* TASK REQUIREMENTS:
Keep only the lines below that contain the word "building", and copy each of them in full. Matching is case-sensitive.

* TASK MATERIAL:
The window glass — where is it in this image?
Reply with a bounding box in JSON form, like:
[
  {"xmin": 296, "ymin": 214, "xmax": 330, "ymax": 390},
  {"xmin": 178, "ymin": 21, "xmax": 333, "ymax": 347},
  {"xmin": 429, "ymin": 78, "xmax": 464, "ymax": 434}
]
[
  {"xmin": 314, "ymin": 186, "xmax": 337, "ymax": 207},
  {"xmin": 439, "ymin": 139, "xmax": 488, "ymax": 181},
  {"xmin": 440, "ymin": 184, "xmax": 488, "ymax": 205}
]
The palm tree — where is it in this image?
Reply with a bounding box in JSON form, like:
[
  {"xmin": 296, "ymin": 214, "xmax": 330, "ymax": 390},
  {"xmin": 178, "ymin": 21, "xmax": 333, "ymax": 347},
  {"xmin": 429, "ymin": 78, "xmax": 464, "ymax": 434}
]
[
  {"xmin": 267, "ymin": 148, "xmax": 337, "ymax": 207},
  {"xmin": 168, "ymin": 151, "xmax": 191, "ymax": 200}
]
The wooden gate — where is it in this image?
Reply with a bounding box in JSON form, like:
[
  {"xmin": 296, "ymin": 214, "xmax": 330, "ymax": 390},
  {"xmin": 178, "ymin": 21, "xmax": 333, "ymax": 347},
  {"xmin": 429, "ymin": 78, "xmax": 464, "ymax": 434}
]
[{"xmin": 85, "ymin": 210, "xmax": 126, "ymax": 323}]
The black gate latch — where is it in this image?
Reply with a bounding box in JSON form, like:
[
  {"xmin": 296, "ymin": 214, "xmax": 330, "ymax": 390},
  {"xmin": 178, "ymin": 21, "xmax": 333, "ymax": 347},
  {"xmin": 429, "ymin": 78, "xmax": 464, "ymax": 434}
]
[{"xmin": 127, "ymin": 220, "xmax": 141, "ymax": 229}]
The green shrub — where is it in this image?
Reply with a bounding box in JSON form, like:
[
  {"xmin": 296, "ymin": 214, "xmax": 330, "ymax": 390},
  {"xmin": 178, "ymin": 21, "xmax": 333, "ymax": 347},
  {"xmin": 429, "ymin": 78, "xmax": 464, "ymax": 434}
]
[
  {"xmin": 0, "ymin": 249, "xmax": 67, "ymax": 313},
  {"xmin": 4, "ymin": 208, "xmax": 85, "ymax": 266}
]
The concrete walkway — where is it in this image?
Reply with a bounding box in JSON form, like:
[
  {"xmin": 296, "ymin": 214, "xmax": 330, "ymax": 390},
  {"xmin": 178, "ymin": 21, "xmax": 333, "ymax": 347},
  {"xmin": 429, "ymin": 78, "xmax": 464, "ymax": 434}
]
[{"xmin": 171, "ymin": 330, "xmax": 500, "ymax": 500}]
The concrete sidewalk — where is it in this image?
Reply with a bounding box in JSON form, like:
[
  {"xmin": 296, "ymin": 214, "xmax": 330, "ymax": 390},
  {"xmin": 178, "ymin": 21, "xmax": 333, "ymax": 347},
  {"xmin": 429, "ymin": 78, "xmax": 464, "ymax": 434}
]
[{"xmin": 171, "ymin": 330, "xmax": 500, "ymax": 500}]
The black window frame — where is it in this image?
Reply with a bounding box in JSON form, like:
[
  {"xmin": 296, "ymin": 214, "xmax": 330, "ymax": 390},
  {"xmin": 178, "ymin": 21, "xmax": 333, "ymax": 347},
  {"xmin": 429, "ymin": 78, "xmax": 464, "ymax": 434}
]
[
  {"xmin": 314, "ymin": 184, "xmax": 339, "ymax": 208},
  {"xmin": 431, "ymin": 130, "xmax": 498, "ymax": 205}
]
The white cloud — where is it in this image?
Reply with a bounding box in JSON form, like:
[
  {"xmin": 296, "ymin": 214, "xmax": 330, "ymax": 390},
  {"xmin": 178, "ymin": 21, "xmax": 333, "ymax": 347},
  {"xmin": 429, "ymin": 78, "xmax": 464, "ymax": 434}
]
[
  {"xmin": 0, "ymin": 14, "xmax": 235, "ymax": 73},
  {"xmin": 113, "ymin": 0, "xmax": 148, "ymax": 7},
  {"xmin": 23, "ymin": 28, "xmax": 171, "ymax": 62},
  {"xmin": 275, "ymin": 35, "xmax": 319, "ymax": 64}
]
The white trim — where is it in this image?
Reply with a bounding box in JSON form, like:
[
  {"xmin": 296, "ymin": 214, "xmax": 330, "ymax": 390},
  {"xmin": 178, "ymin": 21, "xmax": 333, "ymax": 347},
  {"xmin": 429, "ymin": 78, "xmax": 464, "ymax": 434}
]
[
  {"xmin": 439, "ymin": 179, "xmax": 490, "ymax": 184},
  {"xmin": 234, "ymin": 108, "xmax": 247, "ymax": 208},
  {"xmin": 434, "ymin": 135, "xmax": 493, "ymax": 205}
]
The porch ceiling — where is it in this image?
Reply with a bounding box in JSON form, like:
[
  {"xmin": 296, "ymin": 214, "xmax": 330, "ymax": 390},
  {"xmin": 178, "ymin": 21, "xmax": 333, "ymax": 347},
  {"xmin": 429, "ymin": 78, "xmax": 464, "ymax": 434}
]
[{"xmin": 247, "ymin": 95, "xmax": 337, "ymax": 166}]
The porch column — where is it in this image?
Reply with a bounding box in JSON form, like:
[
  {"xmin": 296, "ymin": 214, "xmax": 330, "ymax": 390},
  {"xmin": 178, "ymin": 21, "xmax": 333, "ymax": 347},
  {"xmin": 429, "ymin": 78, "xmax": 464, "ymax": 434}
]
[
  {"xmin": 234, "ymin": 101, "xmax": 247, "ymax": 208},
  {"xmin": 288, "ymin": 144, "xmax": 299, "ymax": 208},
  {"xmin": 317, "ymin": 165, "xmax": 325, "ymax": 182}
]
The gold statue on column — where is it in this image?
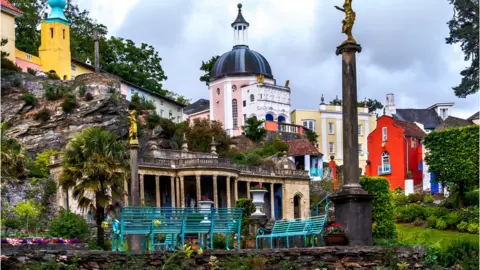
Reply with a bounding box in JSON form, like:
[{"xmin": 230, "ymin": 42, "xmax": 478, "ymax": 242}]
[
  {"xmin": 335, "ymin": 0, "xmax": 357, "ymax": 44},
  {"xmin": 128, "ymin": 110, "xmax": 138, "ymax": 145}
]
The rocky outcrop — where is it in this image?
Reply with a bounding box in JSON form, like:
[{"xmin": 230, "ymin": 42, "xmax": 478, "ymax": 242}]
[{"xmin": 1, "ymin": 73, "xmax": 129, "ymax": 153}]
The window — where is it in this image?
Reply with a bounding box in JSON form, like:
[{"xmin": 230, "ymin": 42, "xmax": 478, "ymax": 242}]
[
  {"xmin": 382, "ymin": 127, "xmax": 387, "ymax": 142},
  {"xmin": 232, "ymin": 99, "xmax": 238, "ymax": 129},
  {"xmin": 328, "ymin": 122, "xmax": 334, "ymax": 134}
]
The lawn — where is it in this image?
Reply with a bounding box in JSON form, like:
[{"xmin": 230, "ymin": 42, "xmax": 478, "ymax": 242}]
[{"xmin": 396, "ymin": 224, "xmax": 478, "ymax": 246}]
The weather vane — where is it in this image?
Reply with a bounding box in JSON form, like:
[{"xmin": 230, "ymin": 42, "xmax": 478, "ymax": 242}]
[{"xmin": 335, "ymin": 0, "xmax": 357, "ymax": 44}]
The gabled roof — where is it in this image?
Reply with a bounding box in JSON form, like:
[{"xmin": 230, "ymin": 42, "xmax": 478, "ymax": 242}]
[
  {"xmin": 183, "ymin": 98, "xmax": 210, "ymax": 115},
  {"xmin": 393, "ymin": 109, "xmax": 442, "ymax": 129},
  {"xmin": 285, "ymin": 139, "xmax": 323, "ymax": 157},
  {"xmin": 393, "ymin": 119, "xmax": 425, "ymax": 139},
  {"xmin": 467, "ymin": 111, "xmax": 480, "ymax": 120},
  {"xmin": 2, "ymin": 0, "xmax": 23, "ymax": 17},
  {"xmin": 435, "ymin": 116, "xmax": 474, "ymax": 131}
]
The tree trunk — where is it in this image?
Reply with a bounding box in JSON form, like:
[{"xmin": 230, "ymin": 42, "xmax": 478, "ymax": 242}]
[{"xmin": 95, "ymin": 198, "xmax": 105, "ymax": 249}]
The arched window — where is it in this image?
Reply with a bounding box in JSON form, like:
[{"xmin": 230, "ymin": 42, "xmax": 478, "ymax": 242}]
[{"xmin": 232, "ymin": 99, "xmax": 238, "ymax": 129}]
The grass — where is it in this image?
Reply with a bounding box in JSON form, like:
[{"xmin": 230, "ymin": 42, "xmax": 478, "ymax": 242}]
[{"xmin": 396, "ymin": 224, "xmax": 479, "ymax": 246}]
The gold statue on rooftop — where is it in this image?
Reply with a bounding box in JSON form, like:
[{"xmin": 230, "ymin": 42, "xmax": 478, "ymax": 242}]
[
  {"xmin": 335, "ymin": 0, "xmax": 357, "ymax": 44},
  {"xmin": 128, "ymin": 110, "xmax": 138, "ymax": 145}
]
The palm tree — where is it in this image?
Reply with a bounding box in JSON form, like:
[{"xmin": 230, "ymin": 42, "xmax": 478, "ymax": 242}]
[{"xmin": 59, "ymin": 127, "xmax": 129, "ymax": 247}]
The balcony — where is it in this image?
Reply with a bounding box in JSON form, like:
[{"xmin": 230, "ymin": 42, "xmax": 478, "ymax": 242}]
[{"xmin": 378, "ymin": 164, "xmax": 392, "ymax": 175}]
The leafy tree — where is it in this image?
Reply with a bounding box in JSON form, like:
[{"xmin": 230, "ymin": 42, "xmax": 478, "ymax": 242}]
[
  {"xmin": 242, "ymin": 117, "xmax": 267, "ymax": 142},
  {"xmin": 446, "ymin": 0, "xmax": 479, "ymax": 98},
  {"xmin": 424, "ymin": 125, "xmax": 480, "ymax": 207},
  {"xmin": 200, "ymin": 55, "xmax": 220, "ymax": 85},
  {"xmin": 59, "ymin": 127, "xmax": 128, "ymax": 247}
]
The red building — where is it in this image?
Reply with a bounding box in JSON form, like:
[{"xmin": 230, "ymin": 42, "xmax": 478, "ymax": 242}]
[{"xmin": 365, "ymin": 115, "xmax": 425, "ymax": 190}]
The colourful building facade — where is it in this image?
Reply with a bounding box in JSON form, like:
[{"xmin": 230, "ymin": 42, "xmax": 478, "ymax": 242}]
[{"xmin": 365, "ymin": 115, "xmax": 425, "ymax": 190}]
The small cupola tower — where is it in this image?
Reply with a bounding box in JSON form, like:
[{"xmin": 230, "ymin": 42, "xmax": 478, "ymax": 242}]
[
  {"xmin": 38, "ymin": 0, "xmax": 72, "ymax": 80},
  {"xmin": 232, "ymin": 4, "xmax": 250, "ymax": 46}
]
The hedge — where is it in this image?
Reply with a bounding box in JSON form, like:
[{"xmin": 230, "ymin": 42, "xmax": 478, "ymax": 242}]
[{"xmin": 360, "ymin": 177, "xmax": 397, "ymax": 239}]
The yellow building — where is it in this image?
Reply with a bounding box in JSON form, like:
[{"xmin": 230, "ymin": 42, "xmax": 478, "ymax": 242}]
[
  {"xmin": 1, "ymin": 0, "xmax": 23, "ymax": 62},
  {"xmin": 290, "ymin": 98, "xmax": 377, "ymax": 168}
]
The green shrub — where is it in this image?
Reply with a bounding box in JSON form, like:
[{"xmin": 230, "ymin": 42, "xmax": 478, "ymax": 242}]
[
  {"xmin": 360, "ymin": 177, "xmax": 397, "ymax": 239},
  {"xmin": 435, "ymin": 218, "xmax": 448, "ymax": 230},
  {"xmin": 23, "ymin": 93, "xmax": 37, "ymax": 105},
  {"xmin": 427, "ymin": 216, "xmax": 437, "ymax": 229},
  {"xmin": 12, "ymin": 78, "xmax": 23, "ymax": 87},
  {"xmin": 62, "ymin": 95, "xmax": 78, "ymax": 113},
  {"xmin": 27, "ymin": 68, "xmax": 37, "ymax": 76},
  {"xmin": 457, "ymin": 221, "xmax": 468, "ymax": 232},
  {"xmin": 235, "ymin": 198, "xmax": 255, "ymax": 235},
  {"xmin": 34, "ymin": 109, "xmax": 51, "ymax": 122},
  {"xmin": 48, "ymin": 209, "xmax": 89, "ymax": 238},
  {"xmin": 467, "ymin": 223, "xmax": 478, "ymax": 234}
]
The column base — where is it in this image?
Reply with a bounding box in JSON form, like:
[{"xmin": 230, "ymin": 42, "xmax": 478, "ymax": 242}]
[{"xmin": 330, "ymin": 188, "xmax": 375, "ymax": 246}]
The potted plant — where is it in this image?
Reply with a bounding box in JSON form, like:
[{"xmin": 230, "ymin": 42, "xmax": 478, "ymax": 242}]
[
  {"xmin": 323, "ymin": 223, "xmax": 347, "ymax": 246},
  {"xmin": 198, "ymin": 196, "xmax": 213, "ymax": 223},
  {"xmin": 250, "ymin": 183, "xmax": 267, "ymax": 216}
]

* TASK RESULT:
The red building — where is it in this image?
The colourful building facade — where is it in this image?
The yellow building — where is it in this image?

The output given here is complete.